* _ENTRIES SUPPLIED_
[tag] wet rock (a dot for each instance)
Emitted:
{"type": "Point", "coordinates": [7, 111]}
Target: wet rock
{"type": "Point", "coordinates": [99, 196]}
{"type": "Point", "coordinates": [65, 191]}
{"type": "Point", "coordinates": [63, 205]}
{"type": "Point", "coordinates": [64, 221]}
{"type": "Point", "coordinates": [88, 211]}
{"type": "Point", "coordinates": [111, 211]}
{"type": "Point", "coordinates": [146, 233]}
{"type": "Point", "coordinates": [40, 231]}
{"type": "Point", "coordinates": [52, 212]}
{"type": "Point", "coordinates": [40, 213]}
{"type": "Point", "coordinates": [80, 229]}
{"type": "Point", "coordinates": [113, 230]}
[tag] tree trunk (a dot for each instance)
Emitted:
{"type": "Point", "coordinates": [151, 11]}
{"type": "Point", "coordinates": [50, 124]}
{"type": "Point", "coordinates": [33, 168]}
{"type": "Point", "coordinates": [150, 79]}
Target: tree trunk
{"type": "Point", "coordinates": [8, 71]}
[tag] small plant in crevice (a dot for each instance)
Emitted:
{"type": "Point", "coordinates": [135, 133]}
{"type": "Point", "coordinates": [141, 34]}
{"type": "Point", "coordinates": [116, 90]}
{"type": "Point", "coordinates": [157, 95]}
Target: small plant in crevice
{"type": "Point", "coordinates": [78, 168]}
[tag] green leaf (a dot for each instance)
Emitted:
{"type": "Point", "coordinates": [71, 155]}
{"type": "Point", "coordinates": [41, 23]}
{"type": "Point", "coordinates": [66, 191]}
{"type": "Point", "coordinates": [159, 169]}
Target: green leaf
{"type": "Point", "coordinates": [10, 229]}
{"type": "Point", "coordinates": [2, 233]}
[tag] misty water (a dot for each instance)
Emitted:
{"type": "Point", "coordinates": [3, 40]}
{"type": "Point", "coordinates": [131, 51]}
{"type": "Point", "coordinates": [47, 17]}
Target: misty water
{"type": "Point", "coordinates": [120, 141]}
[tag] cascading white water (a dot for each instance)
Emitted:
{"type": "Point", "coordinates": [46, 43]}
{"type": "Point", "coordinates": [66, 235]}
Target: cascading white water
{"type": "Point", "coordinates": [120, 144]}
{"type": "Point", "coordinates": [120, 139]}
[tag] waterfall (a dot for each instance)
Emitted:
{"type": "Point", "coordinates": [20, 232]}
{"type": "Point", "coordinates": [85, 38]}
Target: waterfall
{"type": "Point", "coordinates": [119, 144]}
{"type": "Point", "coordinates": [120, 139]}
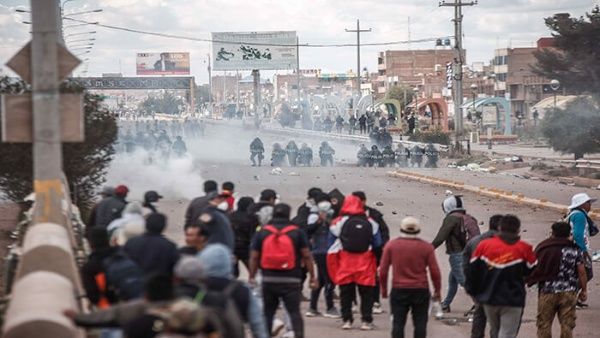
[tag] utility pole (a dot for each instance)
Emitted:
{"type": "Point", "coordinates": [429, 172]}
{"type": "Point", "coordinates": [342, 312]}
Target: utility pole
{"type": "Point", "coordinates": [47, 144]}
{"type": "Point", "coordinates": [298, 71]}
{"type": "Point", "coordinates": [357, 31]}
{"type": "Point", "coordinates": [458, 60]}
{"type": "Point", "coordinates": [209, 85]}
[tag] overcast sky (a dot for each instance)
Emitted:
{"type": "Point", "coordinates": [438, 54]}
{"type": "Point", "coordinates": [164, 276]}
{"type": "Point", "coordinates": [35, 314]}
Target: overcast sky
{"type": "Point", "coordinates": [489, 25]}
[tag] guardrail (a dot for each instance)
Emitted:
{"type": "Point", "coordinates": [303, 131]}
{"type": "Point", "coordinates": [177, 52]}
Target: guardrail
{"type": "Point", "coordinates": [586, 164]}
{"type": "Point", "coordinates": [46, 277]}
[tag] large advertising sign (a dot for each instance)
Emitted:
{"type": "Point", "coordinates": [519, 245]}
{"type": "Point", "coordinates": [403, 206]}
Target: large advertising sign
{"type": "Point", "coordinates": [163, 63]}
{"type": "Point", "coordinates": [254, 50]}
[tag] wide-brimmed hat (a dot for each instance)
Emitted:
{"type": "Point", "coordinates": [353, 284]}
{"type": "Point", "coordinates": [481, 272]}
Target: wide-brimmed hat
{"type": "Point", "coordinates": [410, 226]}
{"type": "Point", "coordinates": [580, 199]}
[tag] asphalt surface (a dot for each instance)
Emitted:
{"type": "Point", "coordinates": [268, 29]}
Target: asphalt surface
{"type": "Point", "coordinates": [223, 156]}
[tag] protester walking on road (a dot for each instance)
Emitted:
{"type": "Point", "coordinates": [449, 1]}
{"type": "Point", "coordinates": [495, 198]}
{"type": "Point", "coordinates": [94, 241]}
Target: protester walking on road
{"type": "Point", "coordinates": [479, 320]}
{"type": "Point", "coordinates": [152, 251]}
{"type": "Point", "coordinates": [582, 228]}
{"type": "Point", "coordinates": [279, 249]}
{"type": "Point", "coordinates": [317, 230]}
{"type": "Point", "coordinates": [198, 204]}
{"type": "Point", "coordinates": [561, 279]}
{"type": "Point", "coordinates": [410, 258]}
{"type": "Point", "coordinates": [351, 261]}
{"type": "Point", "coordinates": [244, 227]}
{"type": "Point", "coordinates": [496, 277]}
{"type": "Point", "coordinates": [457, 228]}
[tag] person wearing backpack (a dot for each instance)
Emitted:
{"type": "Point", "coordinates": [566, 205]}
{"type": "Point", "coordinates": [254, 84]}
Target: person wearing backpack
{"type": "Point", "coordinates": [582, 228]}
{"type": "Point", "coordinates": [278, 249]}
{"type": "Point", "coordinates": [152, 251]}
{"type": "Point", "coordinates": [217, 280]}
{"type": "Point", "coordinates": [351, 261]}
{"type": "Point", "coordinates": [317, 230]}
{"type": "Point", "coordinates": [457, 229]}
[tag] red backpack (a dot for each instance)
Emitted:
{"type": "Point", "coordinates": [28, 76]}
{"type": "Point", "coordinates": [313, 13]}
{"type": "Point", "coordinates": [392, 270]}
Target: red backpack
{"type": "Point", "coordinates": [278, 251]}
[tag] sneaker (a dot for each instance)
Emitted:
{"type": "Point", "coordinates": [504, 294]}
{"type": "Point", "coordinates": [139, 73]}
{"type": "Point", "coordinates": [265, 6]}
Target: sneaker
{"type": "Point", "coordinates": [333, 313]}
{"type": "Point", "coordinates": [313, 313]}
{"type": "Point", "coordinates": [278, 326]}
{"type": "Point", "coordinates": [289, 334]}
{"type": "Point", "coordinates": [367, 326]}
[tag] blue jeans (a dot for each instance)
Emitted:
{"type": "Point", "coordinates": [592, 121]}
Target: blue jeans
{"type": "Point", "coordinates": [455, 277]}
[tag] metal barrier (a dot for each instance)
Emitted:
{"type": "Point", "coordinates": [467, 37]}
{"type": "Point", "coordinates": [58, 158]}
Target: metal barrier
{"type": "Point", "coordinates": [37, 305]}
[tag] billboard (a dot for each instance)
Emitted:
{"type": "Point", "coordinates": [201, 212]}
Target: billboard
{"type": "Point", "coordinates": [254, 50]}
{"type": "Point", "coordinates": [163, 63]}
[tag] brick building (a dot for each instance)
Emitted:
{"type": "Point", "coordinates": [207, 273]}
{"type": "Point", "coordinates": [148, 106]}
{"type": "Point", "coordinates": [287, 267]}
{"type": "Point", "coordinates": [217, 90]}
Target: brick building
{"type": "Point", "coordinates": [515, 78]}
{"type": "Point", "coordinates": [425, 69]}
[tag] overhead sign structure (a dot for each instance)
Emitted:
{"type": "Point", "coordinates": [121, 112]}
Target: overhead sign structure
{"type": "Point", "coordinates": [254, 50]}
{"type": "Point", "coordinates": [167, 63]}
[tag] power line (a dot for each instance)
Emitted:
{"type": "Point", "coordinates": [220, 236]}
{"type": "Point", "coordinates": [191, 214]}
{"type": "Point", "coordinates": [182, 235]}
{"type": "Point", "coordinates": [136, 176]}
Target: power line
{"type": "Point", "coordinates": [309, 45]}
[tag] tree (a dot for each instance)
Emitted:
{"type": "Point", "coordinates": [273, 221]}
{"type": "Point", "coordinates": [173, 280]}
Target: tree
{"type": "Point", "coordinates": [574, 59]}
{"type": "Point", "coordinates": [574, 130]}
{"type": "Point", "coordinates": [403, 94]}
{"type": "Point", "coordinates": [85, 164]}
{"type": "Point", "coordinates": [167, 103]}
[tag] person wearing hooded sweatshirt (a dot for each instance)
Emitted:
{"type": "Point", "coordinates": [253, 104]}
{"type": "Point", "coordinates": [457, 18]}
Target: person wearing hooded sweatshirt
{"type": "Point", "coordinates": [561, 279]}
{"type": "Point", "coordinates": [452, 232]}
{"type": "Point", "coordinates": [217, 276]}
{"type": "Point", "coordinates": [307, 208]}
{"type": "Point", "coordinates": [198, 204]}
{"type": "Point", "coordinates": [244, 226]}
{"type": "Point", "coordinates": [410, 257]}
{"type": "Point", "coordinates": [317, 230]}
{"type": "Point", "coordinates": [131, 224]}
{"type": "Point", "coordinates": [479, 320]}
{"type": "Point", "coordinates": [351, 261]}
{"type": "Point", "coordinates": [152, 252]}
{"type": "Point", "coordinates": [281, 279]}
{"type": "Point", "coordinates": [496, 277]}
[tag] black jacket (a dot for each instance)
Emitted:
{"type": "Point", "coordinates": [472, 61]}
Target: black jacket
{"type": "Point", "coordinates": [93, 267]}
{"type": "Point", "coordinates": [153, 253]}
{"type": "Point", "coordinates": [244, 226]}
{"type": "Point", "coordinates": [194, 210]}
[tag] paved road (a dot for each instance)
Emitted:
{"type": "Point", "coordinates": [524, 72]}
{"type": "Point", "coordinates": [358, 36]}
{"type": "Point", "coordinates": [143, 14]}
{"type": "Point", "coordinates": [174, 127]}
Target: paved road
{"type": "Point", "coordinates": [225, 159]}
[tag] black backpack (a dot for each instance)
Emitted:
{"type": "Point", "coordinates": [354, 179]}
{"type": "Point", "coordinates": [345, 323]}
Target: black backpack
{"type": "Point", "coordinates": [123, 276]}
{"type": "Point", "coordinates": [357, 234]}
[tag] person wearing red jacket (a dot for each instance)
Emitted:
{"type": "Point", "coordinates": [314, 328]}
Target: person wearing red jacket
{"type": "Point", "coordinates": [351, 262]}
{"type": "Point", "coordinates": [410, 257]}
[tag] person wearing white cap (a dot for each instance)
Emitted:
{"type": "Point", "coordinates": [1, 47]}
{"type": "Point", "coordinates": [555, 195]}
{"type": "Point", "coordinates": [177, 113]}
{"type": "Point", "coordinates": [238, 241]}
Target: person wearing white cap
{"type": "Point", "coordinates": [410, 258]}
{"type": "Point", "coordinates": [582, 228]}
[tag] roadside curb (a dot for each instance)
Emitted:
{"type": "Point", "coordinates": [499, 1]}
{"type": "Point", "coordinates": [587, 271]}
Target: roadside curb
{"type": "Point", "coordinates": [510, 196]}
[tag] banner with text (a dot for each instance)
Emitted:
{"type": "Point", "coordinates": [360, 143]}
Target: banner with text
{"type": "Point", "coordinates": [163, 64]}
{"type": "Point", "coordinates": [254, 50]}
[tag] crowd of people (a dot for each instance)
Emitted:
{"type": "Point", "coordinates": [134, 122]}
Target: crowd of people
{"type": "Point", "coordinates": [142, 285]}
{"type": "Point", "coordinates": [401, 157]}
{"type": "Point", "coordinates": [295, 156]}
{"type": "Point", "coordinates": [158, 137]}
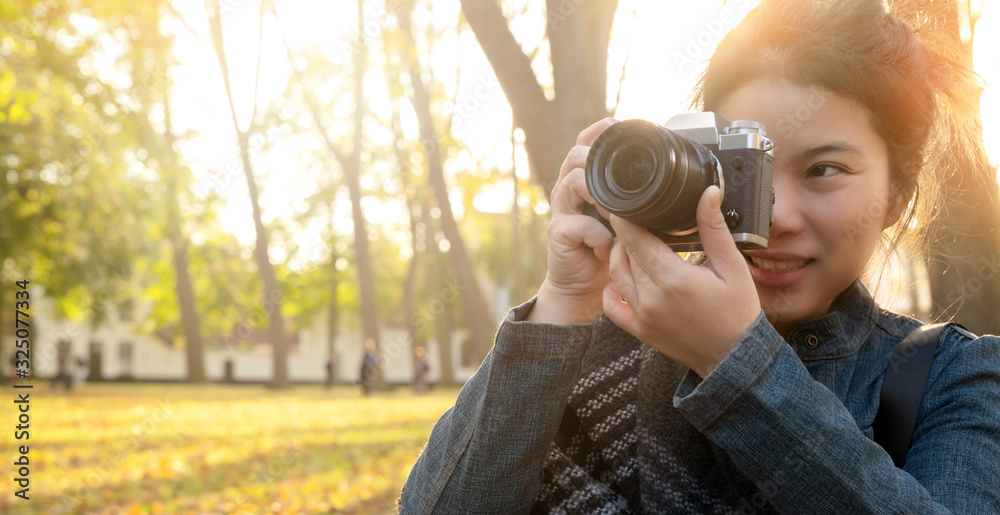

* _DO THIS_
Edit the rows from the line containing "[tag] crowd of" down to the end of the rows, replacing "people" with "spectators" and leaving everything else unchanged. Give back only those lines, without the pictures.

* _THE REPLY_
[tag] crowd of spectators (a dot for each instance)
Emitted:
{"type": "Point", "coordinates": [134, 122]}
Target: crowd of spectators
{"type": "Point", "coordinates": [142, 285]}
{"type": "Point", "coordinates": [401, 157]}
{"type": "Point", "coordinates": [295, 156]}
{"type": "Point", "coordinates": [158, 137]}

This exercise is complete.